## Task objective
Reproduce the lines below verbatim, leaving out the pictures.

==== Listing ====

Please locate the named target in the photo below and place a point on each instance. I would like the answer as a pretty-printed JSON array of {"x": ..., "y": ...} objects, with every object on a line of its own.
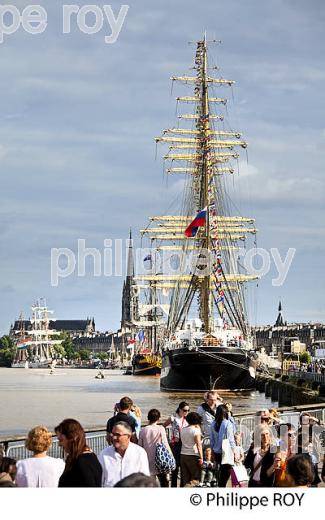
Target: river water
[{"x": 32, "y": 397}]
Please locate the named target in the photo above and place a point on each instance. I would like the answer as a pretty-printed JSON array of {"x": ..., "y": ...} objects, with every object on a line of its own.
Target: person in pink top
[
  {"x": 177, "y": 422},
  {"x": 149, "y": 437}
]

====

## Exercise result
Please locate the named target in the photo below and place a point on each instance. I would like the answer as a pretty-printed JSON array of {"x": ..., "y": ...} objects, with every object on a line of its own.
Target: river water
[{"x": 32, "y": 397}]
Please locate the named target in the photo above and place a point on each instance. I would like the answer as a pretty-printed JSON array of {"x": ..., "y": ...} objects, with every object on a line of its own.
Target: person in pink top
[
  {"x": 177, "y": 422},
  {"x": 149, "y": 437}
]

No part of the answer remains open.